(The data Opens)
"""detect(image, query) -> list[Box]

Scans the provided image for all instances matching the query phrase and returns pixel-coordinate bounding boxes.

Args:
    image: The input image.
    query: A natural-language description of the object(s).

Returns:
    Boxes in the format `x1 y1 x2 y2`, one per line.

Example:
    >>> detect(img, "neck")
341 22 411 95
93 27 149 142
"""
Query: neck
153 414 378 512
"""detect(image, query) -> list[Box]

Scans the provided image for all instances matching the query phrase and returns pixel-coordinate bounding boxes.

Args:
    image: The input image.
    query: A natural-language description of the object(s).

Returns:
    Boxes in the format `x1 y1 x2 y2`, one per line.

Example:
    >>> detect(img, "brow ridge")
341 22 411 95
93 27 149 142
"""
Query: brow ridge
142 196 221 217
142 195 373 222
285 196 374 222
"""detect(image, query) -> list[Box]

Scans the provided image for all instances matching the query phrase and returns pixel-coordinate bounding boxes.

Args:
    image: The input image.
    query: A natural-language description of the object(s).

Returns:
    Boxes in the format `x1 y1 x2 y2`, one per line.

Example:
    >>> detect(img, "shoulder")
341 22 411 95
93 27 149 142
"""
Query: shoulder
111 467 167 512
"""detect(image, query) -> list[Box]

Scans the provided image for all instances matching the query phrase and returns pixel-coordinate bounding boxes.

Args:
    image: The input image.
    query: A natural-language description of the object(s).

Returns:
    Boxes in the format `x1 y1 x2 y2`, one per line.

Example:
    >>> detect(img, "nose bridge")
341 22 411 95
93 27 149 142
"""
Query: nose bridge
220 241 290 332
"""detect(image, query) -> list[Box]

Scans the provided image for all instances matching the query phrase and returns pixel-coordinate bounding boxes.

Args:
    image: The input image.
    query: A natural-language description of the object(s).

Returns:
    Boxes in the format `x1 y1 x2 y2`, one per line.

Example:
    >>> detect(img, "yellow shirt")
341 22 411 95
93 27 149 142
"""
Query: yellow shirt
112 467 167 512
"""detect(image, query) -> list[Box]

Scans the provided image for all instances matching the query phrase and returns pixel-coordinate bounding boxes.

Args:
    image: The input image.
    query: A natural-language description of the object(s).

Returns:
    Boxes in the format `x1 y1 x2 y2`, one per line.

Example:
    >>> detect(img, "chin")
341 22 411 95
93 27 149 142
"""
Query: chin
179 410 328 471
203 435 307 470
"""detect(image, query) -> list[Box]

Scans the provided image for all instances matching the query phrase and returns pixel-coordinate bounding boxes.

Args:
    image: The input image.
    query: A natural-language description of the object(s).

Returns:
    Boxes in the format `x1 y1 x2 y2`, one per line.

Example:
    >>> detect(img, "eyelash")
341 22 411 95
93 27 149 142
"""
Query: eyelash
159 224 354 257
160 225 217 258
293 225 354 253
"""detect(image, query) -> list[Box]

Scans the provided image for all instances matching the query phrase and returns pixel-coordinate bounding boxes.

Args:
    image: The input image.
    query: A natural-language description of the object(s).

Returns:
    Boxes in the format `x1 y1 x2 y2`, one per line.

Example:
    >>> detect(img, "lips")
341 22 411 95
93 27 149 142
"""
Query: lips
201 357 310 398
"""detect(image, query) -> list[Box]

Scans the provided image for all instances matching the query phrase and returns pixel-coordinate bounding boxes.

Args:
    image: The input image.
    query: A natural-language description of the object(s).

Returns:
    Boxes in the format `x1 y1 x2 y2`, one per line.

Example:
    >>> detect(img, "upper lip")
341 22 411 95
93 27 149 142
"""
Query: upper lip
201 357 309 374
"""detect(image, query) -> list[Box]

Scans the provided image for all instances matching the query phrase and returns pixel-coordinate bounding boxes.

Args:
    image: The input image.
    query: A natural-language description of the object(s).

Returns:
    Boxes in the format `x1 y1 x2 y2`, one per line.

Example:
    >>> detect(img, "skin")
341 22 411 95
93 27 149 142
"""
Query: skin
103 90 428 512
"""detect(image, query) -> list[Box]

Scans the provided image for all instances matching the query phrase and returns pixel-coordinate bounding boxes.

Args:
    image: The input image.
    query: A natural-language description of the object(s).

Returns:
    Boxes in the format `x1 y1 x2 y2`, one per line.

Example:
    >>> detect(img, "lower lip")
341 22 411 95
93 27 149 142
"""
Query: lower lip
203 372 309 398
(The data Closes)
### What is being asked
Reproduce the entries exactly. Every word has to stay the same.

### Your solution
"""detect(image, query) -> list[Box]

Scans the provided image for all instances matching the query phrase and returns pixel-coordinate bounding boxes.

Args:
    image: The input image.
    query: A natural-language description of the object(s).

Returns:
    Boxes in the format `x1 y1 x2 y2`, one per line.

Example:
    >>> detect(img, "neck")
341 22 411 95
93 27 149 142
"""
Query: neck
153 414 378 512
"""detect(image, query) -> list[Box]

Scans the provided image for all instances matching the query phrase and returns pixel-coordinate bounding boxes.

Args:
    image: The input image.
    query: A natural-language description of the object(s).

Returns:
    Boxes in the format `x1 y1 x2 y2`, one per line.

Example:
    >>> detect(img, "brow ridge")
341 22 411 95
93 27 149 142
"""
Query: brow ridge
142 196 221 217
142 195 373 222
285 196 374 222
"""detect(image, query) -> list[Box]

Scans the provided image for all instances matching the query phrase and returns pixel-coordinate bounding boxes.

Args:
    image: The input image.
    query: A natural-language description of the object(s).

Returns:
    Boxes in the format `x1 y1 x2 y2`, one per line.

Example:
    >>> detect(img, "shoulder")
341 22 411 95
93 27 149 142
"""
Query: shoulder
111 467 167 512
"""detect(image, query) -> list[Box]

Scans the provided image for all instances matching the query phrase and returns pixel-coordinate bounding boxes.

Args:
    image: The input image.
    query: A natural-language description of the object(s).

Returns:
    Boxes in the format `x1 y1 x2 y2`, one per line.

Example:
    >>> detect(img, "nose bridge")
341 22 411 95
93 27 149 142
"""
Query: nose bridge
220 241 290 332
"""detect(image, query) -> list[Box]

Scans the provided image for all instances matching the query phrase and returns pixel-coordinate bounding boxes.

Args:
    image: The input image.
    query: A natural-language description of the object(s).

Returns:
    Boxes in the format `x1 y1 x2 y2`, one per line.

Example:
    >>> detect(img, "yellow shirt")
341 22 411 95
93 27 149 142
"""
Query: yellow shirt
112 467 167 512
"""detect(image, query) -> list[Box]

Scans the provided image for all instances matching the query phrase and returns pixel-coordinate bounding boxes.

Args:
    image: The input image.
    query: A natural-language description of the object(s).

Returns:
    Boxes in the format `x1 y1 x2 y2`, one per line.

Example:
    >>> detect(img, "chin")
341 22 411 95
93 27 149 142
"""
Query: chin
179 410 328 471
203 435 307 470
"""detect(image, query) -> list[Box]

Scans the provided image for all instances matching the query phrase and returns pixel-coordinate bounding boxes.

Args:
    image: The input image.
    query: A natural-language description of the object(s).

Returns:
    Boxes in the format `x1 y1 x2 y2`, one per line.

Example:
    >>> detect(img, "eyelash")
341 22 411 95
93 27 149 142
"""
Query: eyelash
159 224 354 257
160 225 217 258
293 225 354 253
"""detect(image, query) -> list[Box]

Scans the provided image for all instances matching the query phrase and returns pixel-coordinate bounding boxes.

Args:
    image: The input image.
    query: A natural-language description of the object(s).

Returns:
    Boxes in the format `x1 y1 x2 y2`, one per line.

Example:
    >>> detect(img, "lips")
341 22 411 95
93 27 149 142
"""
Query: lips
201 357 310 398
"""detect(image, query) -> list[Box]

Scans the provided image for all instances matching the query phrase and returns pixel-coordinate bounding boxes.

Args:
    image: The input image.
    query: A natural-language description of the object(s).

Returns:
    Boxes in the format `x1 y1 x2 y2`, one per line.

Example:
    >>> detect(img, "upper lip")
341 22 411 95
93 27 149 142
"""
Query: upper lip
201 357 309 374
"""detect(image, query) -> list[Box]

Scans the provided image for all instances matching the query phrase and returns pixel-coordinate bounding boxes.

Args:
    image: The input image.
    query: A natural-language description of the object(s).

Returns:
    Boxes in the format `x1 y1 x2 y2`, one per line.

Example:
    >>> detect(img, "skin")
341 22 411 95
93 27 149 142
"""
Query: skin
103 90 428 512
"""detect(image, query) -> list[Box]

Scans the provided image for all instances matching the query phrase and returns pixel-coordinate bounding boxes.

Args:
    image: The input image.
    query: A natural-language description of the object(s).

Returns:
    Boxes in the format `x1 y1 x2 y2`, one per line.

Example:
    >>> detect(img, "lower lip")
341 22 411 95
93 27 149 142
"""
Query: lower lip
203 372 309 398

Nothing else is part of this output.